▽

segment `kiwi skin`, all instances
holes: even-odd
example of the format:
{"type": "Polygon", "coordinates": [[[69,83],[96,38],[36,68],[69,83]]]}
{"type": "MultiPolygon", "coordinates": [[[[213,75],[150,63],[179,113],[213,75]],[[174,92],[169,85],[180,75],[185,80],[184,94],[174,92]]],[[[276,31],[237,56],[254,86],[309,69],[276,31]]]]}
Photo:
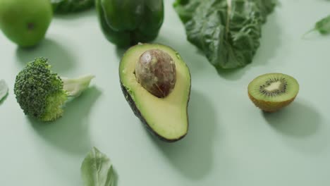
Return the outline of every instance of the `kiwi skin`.
{"type": "MultiPolygon", "coordinates": [[[[289,105],[292,101],[293,101],[295,100],[295,97],[298,95],[298,92],[299,92],[299,83],[297,82],[297,80],[293,77],[292,77],[291,75],[288,75],[283,74],[283,73],[267,73],[267,74],[264,74],[264,75],[259,75],[259,76],[257,77],[256,78],[255,78],[255,80],[257,79],[258,78],[261,78],[261,77],[266,76],[266,75],[283,75],[283,76],[286,76],[288,78],[290,78],[291,80],[293,80],[294,81],[295,81],[295,83],[297,84],[297,86],[298,86],[298,90],[297,90],[296,94],[293,97],[292,97],[291,99],[288,99],[288,100],[283,101],[265,101],[265,100],[262,100],[262,99],[256,99],[250,93],[249,88],[248,88],[248,94],[250,99],[251,99],[251,101],[253,102],[253,104],[257,107],[259,108],[260,109],[262,109],[264,112],[273,113],[273,112],[278,111],[279,110],[281,109],[282,108],[289,105]]],[[[253,80],[250,82],[250,84],[252,83],[252,82],[255,80],[253,80]]],[[[250,87],[250,84],[249,84],[249,87],[250,87]]]]}
{"type": "Polygon", "coordinates": [[[250,99],[251,99],[251,101],[255,104],[255,105],[257,107],[259,108],[265,112],[269,113],[278,111],[281,108],[289,105],[292,101],[295,100],[296,97],[295,96],[293,99],[283,102],[271,102],[256,99],[252,96],[251,96],[251,94],[250,94],[249,92],[248,92],[248,94],[249,94],[250,99]]]}

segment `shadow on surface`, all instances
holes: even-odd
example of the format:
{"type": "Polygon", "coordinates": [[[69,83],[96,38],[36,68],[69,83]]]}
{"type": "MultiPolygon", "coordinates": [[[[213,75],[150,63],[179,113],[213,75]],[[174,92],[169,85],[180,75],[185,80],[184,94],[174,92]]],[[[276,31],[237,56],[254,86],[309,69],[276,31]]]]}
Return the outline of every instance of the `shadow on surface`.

△

◆ **OBJECTIVE**
Pick out every line of the records that contains the word "surface" and copy each one in full.

◆ **ANSWER**
segment `shadow on surface`, all instances
Return the outline of every instance of the `shadow on surface`.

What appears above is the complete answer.